DOCUMENT PASSAGE:
================================

Editors:
Inês Robalo (University of Lisbon, Portugal)
Markus Ebenhoch (University of Salzburg, Austria)
Cristiana Vasconcelos Rodrigues (Universidade Aberta, Portugal)
This issue of Compendium follows suit with the affective turn taking place in the Humanities over the last two decades. We are seeking contributions that explore the representation of emotions in literature and on the aesthetic and critical dynamics such representations generate in the study of narrative and in the codification of emotions. In fact, as Marianne Liljeström mentions, the focus on affect and emotionality within the humanities veers the attention towards “the sensual qualities of being, and the capacity to experience the world in profoundly relational and productive ways” (2016: 16). And Sara Ahmed contends in The Cultural Politics of Emotion that by tracking “how emotions circulate between bodies, examining how they ‘stick’ as well as move” (2014: 4), it becomes possible to identify “affective economies” (2014: 46), an exchange arena between the individual and the social.
In literary studies, in particular, the mapping of the relationship between literature and emotions has been a longstanding point of interest. Indeed, the way emotions are represented and dealt with in fictional narratives has been at centre stage in the establishment of literary genres and aesthetic innovation. In this regard, the sentimental novel, the melodrama, the Bildungsroman are all genres in which emotions are at the forefront of discussion and inform their aesthetic and narrative principles. From the perceived excess of emotionality, which catered to the categories of the sublime and the melodramatic (Brooks 1995), we also come across strategies of restraint and withholding of emotion (for instance, Joyce’s “scrupulous meanness” and Brecht’s “Verfremdungseffekt”), which constitute only a fraction of the rich emotional dynamics brought about by modern and contemporary literature. Furthermore, if one considers non-fictional texts, genres such as the pamphlet and the manifest come to the fore, many of them emerging in the context of polemics, where emotionally invested word battles take place.

================================

ITEMS:
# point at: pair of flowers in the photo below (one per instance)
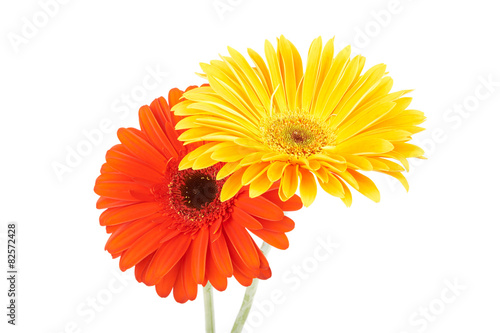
(215, 163)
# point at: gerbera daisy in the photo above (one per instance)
(170, 224)
(277, 120)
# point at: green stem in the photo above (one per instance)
(246, 306)
(209, 308)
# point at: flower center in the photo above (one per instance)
(295, 133)
(199, 189)
(191, 198)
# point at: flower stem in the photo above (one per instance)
(209, 308)
(246, 306)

================================

GIVEN EXERCISE 1:
Translate this sentence from the text on emotions in literature into Spanish: "In literary studies, in particular, the mapping of the relationship between literature and emotions has been a longstanding point of interest."
GIVEN EXERCISE 2:
Convert every line of the records into a Markdown table with the columns Row and Entry, numbering the rows and leaving out blank lines and the pictures.

ANSWER 1:
En los estudios literarios, en particular, el mapeo de la relación entre la literatura y las emociones ha sido un punto de interés de larga data.

ANSWER 2:
| Row | Entry |
|---|---|
| 1 | # point at: pair of flowers in the photo below (one per instance) |
| 2 | (215, 163) |
| 3 | # point at: gerbera daisy in the photo above (one per instance) |
| 4 | (170, 224) |
| 5 | (277, 120) |
| 6 | # point at: green stem in the photo above (one per instance) |
| 7 | (246, 306) |
| 8 | (209, 308) |
| 9 | # point at: flower center in the photo above (one per instance) |
| 10 | (295, 133) |
| 11 | (199, 189) |
| 12 | (191, 198) |
| 13 | # point at: flower stem in the photo above (one per instance) |
| 14 | (209, 308) |
| 15 | (246, 306) |